# PROBLEM DETAILS:
Rewrite everything from the line containing "Please identify the red" down to the end of the data, including the requests. Scale each coordinate in the answers by 0.5 and round halves up to whole numbers, but leave the numbers in the requests and their format samples unchanged.

# SUPPLIED MATERIAL:

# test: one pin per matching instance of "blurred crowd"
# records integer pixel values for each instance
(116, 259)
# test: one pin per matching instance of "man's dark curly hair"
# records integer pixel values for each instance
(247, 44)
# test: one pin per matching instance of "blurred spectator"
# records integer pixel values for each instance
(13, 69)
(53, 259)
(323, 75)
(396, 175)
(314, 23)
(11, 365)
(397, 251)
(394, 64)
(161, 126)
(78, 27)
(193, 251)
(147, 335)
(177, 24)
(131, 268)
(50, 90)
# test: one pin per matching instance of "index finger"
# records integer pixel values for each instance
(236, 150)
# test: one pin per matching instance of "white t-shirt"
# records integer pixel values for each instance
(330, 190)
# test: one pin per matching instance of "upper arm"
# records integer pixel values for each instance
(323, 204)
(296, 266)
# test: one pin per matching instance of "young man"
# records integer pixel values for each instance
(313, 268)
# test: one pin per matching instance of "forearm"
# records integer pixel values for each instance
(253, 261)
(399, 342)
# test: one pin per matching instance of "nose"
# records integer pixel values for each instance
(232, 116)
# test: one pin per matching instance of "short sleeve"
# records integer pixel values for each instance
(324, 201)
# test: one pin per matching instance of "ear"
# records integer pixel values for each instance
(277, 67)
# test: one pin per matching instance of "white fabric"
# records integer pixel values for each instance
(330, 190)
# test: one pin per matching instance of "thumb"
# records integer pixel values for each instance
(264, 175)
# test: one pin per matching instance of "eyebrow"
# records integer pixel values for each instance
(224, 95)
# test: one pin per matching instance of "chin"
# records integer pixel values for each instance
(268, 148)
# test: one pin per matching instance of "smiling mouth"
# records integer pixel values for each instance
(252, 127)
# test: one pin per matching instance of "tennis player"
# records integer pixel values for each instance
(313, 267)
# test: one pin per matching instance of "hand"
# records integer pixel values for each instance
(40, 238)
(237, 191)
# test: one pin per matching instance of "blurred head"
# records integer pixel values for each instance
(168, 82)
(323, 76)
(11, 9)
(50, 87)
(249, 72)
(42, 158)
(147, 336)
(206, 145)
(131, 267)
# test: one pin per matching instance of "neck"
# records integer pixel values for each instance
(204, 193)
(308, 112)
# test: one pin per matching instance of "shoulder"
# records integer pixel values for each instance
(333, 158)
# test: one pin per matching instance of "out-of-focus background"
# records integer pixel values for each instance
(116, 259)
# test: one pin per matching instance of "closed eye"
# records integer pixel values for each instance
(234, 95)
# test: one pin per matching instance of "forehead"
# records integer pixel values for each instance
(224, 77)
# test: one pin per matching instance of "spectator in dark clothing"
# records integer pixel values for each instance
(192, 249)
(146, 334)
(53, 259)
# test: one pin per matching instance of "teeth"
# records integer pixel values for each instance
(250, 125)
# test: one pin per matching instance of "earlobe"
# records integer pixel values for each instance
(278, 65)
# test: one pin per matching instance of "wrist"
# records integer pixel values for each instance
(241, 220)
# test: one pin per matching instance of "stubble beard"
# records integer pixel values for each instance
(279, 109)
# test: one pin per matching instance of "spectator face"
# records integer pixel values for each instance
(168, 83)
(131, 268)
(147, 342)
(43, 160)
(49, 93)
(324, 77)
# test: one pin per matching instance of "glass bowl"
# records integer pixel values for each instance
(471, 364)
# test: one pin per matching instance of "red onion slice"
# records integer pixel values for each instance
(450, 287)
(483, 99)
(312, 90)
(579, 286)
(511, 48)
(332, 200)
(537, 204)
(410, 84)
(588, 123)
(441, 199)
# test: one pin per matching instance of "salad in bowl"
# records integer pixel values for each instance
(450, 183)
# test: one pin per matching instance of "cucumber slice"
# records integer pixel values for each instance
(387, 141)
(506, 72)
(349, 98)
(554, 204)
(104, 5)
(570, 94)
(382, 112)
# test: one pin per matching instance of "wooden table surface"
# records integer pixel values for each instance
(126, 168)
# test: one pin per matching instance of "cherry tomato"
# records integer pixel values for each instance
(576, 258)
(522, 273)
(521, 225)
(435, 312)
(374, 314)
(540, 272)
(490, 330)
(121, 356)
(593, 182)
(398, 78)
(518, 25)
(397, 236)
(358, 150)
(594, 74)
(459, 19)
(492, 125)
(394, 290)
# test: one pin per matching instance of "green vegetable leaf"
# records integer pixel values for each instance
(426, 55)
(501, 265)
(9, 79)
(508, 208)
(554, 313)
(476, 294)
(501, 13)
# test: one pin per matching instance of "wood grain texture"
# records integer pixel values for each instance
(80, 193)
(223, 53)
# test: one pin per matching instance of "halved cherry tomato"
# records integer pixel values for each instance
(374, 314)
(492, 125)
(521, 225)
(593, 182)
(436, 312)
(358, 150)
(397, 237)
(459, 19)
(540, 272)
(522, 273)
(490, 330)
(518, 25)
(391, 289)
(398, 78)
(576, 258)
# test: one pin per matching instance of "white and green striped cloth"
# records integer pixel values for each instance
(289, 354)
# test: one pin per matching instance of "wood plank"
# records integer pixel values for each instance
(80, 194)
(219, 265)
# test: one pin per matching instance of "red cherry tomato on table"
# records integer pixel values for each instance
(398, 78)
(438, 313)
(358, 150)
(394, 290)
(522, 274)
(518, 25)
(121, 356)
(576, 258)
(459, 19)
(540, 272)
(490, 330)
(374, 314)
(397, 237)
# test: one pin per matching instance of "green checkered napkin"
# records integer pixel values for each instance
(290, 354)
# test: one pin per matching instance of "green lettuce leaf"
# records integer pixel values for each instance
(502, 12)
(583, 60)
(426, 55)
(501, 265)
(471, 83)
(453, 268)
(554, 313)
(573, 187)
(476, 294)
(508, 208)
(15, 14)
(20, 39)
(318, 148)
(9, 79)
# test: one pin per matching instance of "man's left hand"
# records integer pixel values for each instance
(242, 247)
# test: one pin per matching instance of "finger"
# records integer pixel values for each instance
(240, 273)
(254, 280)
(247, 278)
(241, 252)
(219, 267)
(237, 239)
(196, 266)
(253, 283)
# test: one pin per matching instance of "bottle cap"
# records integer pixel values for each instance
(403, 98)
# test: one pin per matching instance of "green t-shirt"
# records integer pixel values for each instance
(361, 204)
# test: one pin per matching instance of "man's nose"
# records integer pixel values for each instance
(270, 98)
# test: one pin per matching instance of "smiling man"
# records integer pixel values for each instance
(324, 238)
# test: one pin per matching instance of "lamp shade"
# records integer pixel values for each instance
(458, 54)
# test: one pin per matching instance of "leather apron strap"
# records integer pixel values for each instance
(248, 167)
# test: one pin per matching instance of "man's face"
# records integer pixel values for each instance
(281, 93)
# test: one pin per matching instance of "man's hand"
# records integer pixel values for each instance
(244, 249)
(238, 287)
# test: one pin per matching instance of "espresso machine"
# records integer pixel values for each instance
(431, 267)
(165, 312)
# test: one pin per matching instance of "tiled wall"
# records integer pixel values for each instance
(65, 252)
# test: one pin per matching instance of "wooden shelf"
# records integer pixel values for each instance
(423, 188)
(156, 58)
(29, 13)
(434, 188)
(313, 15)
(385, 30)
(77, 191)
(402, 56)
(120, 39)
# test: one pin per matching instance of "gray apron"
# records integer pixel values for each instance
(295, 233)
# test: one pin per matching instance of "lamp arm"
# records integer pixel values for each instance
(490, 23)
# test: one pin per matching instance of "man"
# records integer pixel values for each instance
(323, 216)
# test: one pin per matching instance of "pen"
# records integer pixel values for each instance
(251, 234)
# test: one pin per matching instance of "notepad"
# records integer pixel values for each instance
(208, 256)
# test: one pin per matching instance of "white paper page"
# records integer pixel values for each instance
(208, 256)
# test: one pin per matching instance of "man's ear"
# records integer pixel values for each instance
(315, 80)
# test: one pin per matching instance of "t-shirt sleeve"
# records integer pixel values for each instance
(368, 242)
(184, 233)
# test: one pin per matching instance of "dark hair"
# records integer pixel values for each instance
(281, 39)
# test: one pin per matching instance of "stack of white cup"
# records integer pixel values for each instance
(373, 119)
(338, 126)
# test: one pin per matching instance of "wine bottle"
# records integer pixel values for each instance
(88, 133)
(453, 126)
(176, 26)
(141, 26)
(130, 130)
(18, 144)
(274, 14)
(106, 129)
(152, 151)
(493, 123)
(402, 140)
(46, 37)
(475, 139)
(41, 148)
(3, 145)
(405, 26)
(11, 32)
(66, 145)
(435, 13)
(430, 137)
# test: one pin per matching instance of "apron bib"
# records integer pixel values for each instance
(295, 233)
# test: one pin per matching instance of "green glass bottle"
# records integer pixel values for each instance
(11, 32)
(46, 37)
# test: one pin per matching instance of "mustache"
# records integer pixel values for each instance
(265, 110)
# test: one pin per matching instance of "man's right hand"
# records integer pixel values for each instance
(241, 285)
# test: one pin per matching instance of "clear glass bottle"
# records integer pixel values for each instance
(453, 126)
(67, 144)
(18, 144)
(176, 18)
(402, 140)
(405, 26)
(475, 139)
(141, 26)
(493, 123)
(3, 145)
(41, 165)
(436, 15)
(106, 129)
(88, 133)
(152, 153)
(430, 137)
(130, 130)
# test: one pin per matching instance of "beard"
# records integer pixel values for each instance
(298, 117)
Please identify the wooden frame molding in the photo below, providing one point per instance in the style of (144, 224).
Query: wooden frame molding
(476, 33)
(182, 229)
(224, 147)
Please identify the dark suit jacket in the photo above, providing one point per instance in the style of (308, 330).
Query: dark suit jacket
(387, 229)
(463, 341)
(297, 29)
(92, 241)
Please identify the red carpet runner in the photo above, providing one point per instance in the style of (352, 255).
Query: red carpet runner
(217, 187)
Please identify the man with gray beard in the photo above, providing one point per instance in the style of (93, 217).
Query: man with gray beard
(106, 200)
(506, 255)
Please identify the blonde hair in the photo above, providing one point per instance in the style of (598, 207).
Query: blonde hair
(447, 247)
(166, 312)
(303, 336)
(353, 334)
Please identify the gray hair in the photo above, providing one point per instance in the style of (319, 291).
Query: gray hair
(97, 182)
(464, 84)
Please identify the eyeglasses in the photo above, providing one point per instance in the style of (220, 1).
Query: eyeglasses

# WORKED SOLUTION:
Please identify the red carpet runner in the photo above, providing one point per instance in the style of (352, 255).
Query: red carpet runner
(109, 94)
Please identify the man with gray beard in the photo above, providing one point per instance in the style of (93, 217).
Query: man with gray beard
(53, 100)
(253, 128)
Please identify the blonde hair in the photo above, providing one point per instance in the style of (598, 207).
Query: blonde hair
(224, 124)
(83, 156)
(152, 168)
(177, 167)
Please identify the gray hair in the photo above, providing one point per instance in the style of (319, 291).
Query: gray hair
(49, 91)
(232, 42)
Please identify the eyeglasses in the photo above, providing one point per instance in the style of (220, 1).
Query: eyeglasses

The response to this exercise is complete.